**What to do:**
Find "The component shall locate the fox" in the data, then restate the line it sits in and every later line word for word, ending with the last line.
--- Start of Data section ---
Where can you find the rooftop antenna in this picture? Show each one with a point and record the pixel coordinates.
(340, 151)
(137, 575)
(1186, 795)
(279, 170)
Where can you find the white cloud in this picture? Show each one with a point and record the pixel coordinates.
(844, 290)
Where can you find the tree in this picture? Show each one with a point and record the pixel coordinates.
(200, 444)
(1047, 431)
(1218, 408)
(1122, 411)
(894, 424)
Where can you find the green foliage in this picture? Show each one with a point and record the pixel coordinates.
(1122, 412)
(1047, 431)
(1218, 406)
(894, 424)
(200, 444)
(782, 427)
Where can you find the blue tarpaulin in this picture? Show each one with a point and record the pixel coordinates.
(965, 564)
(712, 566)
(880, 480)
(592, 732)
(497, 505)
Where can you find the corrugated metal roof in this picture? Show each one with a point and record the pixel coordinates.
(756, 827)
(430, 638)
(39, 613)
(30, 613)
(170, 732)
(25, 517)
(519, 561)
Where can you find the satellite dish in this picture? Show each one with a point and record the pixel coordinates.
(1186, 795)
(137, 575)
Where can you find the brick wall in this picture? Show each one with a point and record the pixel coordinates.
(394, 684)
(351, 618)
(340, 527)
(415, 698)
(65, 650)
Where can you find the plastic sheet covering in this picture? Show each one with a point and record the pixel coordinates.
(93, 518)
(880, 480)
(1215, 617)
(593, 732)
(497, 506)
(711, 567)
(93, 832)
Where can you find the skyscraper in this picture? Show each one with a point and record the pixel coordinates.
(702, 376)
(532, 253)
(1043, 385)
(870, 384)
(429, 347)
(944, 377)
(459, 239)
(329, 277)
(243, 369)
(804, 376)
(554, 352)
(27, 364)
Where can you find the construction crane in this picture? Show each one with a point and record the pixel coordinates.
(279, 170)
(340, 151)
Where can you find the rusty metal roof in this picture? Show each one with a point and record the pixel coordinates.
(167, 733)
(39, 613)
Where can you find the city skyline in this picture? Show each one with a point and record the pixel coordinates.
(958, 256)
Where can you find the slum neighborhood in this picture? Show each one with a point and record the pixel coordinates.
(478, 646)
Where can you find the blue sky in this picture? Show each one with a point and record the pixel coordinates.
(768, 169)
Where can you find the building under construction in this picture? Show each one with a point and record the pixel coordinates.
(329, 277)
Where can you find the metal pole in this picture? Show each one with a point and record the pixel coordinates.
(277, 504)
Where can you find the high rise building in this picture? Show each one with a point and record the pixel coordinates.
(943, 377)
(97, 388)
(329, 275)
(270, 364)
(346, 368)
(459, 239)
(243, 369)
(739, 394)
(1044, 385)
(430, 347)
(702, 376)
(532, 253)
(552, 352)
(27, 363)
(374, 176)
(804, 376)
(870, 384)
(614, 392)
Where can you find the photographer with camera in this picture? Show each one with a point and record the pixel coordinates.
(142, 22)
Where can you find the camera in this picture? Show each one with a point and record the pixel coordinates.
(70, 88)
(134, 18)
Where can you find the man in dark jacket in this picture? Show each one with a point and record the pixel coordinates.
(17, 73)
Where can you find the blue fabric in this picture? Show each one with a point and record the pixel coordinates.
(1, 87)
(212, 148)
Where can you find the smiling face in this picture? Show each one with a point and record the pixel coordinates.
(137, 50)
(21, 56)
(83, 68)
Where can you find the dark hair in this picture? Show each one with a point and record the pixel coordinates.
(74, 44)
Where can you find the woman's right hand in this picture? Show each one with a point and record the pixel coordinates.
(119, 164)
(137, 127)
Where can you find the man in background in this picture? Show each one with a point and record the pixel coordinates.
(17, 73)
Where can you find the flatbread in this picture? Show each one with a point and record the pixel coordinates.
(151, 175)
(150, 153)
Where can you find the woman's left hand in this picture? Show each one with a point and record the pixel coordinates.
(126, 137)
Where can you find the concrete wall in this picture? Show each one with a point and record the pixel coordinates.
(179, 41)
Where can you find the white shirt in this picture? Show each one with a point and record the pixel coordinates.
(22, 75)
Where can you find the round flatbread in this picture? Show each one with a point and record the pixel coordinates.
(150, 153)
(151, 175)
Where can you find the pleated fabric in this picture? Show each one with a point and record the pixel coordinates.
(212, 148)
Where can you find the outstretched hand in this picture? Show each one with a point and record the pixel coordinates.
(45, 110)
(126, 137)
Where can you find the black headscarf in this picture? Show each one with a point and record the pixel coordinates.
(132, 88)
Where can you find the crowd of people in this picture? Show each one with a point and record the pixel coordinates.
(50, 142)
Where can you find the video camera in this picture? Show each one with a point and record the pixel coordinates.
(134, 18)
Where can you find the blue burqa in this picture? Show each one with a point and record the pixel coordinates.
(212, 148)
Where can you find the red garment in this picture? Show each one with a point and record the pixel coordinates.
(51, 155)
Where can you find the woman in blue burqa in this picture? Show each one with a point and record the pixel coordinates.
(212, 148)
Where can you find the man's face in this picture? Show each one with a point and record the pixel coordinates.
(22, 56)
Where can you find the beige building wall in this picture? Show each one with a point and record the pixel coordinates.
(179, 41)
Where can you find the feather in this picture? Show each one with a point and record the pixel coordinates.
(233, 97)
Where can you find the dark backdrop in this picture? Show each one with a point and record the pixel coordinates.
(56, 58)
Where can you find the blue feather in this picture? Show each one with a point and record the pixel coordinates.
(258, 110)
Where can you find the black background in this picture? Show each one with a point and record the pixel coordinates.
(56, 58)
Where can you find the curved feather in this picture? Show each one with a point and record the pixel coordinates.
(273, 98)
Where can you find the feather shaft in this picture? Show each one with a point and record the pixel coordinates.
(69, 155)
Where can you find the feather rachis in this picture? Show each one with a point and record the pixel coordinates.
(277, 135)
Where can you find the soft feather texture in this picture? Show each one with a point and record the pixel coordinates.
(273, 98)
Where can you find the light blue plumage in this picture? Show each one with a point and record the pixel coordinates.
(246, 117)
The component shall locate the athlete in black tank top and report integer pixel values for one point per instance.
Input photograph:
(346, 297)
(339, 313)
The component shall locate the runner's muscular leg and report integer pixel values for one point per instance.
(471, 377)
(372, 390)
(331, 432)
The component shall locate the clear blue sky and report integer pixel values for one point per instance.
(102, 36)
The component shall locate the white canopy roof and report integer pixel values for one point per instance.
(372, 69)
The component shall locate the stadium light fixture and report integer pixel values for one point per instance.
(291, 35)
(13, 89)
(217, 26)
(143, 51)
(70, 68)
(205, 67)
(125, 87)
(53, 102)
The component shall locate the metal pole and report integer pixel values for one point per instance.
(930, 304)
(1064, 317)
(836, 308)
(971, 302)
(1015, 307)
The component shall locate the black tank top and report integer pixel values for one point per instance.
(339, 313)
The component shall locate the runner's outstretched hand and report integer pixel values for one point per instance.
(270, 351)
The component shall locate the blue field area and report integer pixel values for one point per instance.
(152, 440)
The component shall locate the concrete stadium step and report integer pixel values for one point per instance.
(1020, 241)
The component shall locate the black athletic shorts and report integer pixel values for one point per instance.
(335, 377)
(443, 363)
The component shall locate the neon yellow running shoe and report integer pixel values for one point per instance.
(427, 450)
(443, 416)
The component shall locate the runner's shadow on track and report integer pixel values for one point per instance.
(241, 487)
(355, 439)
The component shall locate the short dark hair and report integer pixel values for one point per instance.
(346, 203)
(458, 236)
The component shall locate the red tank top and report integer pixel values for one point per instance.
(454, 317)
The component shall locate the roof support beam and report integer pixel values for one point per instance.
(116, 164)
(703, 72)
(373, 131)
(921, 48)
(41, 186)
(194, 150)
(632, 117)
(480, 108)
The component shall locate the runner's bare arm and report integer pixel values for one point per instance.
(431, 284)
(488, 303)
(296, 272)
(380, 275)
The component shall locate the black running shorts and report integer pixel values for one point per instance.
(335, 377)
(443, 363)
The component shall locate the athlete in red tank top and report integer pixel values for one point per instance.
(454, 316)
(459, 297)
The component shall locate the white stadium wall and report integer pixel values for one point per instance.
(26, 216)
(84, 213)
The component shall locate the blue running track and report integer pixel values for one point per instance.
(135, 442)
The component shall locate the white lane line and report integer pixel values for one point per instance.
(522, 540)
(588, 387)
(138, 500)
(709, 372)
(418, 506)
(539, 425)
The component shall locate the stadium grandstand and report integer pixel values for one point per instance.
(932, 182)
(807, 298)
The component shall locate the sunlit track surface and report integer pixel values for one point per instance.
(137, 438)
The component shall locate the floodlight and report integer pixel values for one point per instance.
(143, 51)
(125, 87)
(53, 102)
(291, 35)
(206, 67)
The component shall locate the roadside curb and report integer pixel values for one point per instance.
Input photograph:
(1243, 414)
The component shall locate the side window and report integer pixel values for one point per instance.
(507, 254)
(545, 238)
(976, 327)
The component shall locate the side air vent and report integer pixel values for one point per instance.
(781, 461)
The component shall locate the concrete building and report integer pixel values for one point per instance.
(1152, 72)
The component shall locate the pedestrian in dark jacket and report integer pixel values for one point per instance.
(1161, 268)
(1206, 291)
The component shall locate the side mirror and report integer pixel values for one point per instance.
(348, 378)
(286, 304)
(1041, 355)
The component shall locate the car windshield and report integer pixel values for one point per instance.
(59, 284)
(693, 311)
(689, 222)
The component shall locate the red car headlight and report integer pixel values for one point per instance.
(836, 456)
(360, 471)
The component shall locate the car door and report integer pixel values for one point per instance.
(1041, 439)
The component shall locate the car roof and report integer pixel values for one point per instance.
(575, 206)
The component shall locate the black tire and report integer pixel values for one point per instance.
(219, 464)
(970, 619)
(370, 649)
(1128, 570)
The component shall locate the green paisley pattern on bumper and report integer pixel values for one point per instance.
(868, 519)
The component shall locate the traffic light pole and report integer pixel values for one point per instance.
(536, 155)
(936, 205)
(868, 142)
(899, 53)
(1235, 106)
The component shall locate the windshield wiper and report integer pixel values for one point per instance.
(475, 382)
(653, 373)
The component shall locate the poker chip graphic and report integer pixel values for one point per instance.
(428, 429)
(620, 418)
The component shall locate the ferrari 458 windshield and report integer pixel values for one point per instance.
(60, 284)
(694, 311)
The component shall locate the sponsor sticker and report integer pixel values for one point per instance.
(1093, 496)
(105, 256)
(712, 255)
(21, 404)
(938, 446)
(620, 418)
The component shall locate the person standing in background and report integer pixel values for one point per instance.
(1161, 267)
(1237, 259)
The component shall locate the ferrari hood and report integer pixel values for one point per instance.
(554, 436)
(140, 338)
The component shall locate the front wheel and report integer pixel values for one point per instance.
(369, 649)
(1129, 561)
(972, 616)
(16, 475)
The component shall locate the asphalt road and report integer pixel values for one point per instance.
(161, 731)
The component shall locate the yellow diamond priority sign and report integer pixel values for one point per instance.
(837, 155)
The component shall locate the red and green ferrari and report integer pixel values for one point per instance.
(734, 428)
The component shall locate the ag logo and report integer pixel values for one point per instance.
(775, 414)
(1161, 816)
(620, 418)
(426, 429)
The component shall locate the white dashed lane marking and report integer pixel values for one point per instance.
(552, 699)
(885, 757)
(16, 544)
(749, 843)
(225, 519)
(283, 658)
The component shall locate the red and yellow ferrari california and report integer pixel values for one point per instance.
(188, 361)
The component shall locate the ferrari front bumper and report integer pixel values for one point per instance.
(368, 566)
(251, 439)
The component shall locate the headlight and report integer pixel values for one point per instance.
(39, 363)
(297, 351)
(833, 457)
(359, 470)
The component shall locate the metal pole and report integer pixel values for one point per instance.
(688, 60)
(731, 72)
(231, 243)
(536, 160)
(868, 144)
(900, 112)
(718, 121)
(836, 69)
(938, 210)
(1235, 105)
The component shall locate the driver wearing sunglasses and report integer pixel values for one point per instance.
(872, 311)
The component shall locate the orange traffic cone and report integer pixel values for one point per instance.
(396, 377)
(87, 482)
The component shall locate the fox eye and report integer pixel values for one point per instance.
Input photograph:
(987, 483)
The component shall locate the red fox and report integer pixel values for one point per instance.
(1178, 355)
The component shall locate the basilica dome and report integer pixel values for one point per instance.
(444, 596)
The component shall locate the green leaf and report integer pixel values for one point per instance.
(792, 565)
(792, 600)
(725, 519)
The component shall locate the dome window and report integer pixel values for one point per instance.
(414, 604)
--- End of Data section ---
**Expected output:**
The component shall locate the fox eye and report integer pixel values for one point per instance.
Input photograph:
(987, 483)
The component shall locate the red fox and report integer pixel values for one point per instance.
(1178, 355)
The component shall locate the basilica dome and report integer pixel values for one point per instance.
(444, 596)
The component shall locate the green leaf and report integer pixel values for one point per instance.
(792, 565)
(792, 600)
(725, 519)
The component shall locate the dome window and report integer pixel values for one point per instance.
(414, 604)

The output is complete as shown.